◆ Task brief:
Write out, please, the line containing "tag the sloped embankment" together with all lines after it, up to and including the last one, with no other output.

-- START --

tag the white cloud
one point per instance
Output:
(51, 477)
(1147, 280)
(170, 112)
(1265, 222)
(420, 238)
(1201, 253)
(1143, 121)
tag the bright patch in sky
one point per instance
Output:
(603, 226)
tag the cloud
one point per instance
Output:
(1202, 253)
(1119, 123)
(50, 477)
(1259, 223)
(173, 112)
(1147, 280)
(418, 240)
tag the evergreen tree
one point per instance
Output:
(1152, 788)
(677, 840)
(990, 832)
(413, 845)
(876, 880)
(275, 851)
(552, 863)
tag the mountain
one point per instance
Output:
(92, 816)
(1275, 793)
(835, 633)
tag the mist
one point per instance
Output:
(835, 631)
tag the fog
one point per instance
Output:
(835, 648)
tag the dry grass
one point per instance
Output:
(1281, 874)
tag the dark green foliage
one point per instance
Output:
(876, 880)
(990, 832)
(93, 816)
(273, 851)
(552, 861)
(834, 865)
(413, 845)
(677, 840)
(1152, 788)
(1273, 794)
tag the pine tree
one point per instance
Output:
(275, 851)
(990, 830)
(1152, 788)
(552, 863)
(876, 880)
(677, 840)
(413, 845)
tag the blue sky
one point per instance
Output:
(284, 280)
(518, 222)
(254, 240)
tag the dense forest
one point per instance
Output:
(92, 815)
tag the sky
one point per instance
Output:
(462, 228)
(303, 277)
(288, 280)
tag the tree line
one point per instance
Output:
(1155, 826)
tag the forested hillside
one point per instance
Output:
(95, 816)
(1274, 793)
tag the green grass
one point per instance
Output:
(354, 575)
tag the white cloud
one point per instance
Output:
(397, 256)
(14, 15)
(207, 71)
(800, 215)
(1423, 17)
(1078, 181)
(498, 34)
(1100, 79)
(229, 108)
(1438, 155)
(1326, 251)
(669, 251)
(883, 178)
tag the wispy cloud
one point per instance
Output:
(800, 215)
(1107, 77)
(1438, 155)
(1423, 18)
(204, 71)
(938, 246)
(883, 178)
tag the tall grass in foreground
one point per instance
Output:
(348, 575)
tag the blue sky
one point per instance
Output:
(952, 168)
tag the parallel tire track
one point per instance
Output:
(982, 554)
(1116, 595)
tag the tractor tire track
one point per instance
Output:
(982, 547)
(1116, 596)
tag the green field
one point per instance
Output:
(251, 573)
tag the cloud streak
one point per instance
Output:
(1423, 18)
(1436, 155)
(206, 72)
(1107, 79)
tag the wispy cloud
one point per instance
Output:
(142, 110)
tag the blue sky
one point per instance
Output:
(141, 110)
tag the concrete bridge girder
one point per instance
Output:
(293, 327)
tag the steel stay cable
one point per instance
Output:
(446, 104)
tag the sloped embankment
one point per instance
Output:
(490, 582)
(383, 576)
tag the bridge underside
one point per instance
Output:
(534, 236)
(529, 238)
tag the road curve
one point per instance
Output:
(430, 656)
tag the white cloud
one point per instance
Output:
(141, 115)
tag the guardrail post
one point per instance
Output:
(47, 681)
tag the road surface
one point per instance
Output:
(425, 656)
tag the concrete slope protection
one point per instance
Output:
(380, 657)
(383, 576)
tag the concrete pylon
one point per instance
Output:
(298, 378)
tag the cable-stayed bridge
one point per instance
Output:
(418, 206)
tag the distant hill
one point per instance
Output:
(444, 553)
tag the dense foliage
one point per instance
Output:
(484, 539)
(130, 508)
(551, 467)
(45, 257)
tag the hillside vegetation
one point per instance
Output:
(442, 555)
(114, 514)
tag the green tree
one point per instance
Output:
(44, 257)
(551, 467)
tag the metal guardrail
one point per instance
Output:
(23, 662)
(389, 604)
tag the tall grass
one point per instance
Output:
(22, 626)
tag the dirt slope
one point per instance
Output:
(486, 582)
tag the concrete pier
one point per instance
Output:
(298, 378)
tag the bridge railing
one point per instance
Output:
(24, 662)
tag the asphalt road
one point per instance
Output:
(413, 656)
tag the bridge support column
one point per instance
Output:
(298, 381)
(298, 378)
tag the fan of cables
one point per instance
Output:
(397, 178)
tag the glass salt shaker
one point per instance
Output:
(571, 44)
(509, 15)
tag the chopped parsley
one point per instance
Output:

-- END --

◆ The reply:
tag the sloped embankment
one point per instance
Output:
(490, 582)
(383, 576)
tag the bridge underside
one point per instance
Output:
(534, 236)
(529, 238)
tag the road curve
one point per instance
Output:
(430, 656)
tag the white cloud
one point per instance
Output:
(141, 115)
tag the guardrail post
one point per instance
Output:
(47, 681)
tag the road surface
one point per instance
Output:
(425, 656)
tag the concrete slope protection
one point per instance
Output:
(380, 657)
(383, 576)
tag the concrete pylon
one point per instance
Output:
(298, 378)
tag the cable-stayed bridge
one point per instance
Output:
(418, 206)
tag the distant hill
one point per instance
Output:
(444, 553)
tag the dense foliage
one point per instance
Output:
(484, 539)
(130, 508)
(551, 467)
(45, 257)
tag the hillside vegetation
one point per instance
Output:
(442, 555)
(114, 514)
tag the green tree
one point per instance
Output:
(44, 257)
(551, 467)
tag the metal guardrail
one point per instance
Output:
(23, 662)
(389, 604)
tag the tall grass
one point per instance
Output:
(22, 626)
tag the dirt slope
one point per instance
Output:
(486, 582)
tag the concrete pier
one point per instance
Output:
(298, 378)
tag the bridge railing
one point per instance
Output:
(24, 662)
tag the asphalt road
one point per instance
Output:
(413, 656)
tag the bridge support column
one point per instance
Output:
(298, 381)
(298, 378)
tag the fan of cables
one point per instance
Output:
(397, 178)
tag the glass salt shaker
one point per instance
Output:
(571, 44)
(509, 15)
tag the chopped parsley
one point per instance
Output:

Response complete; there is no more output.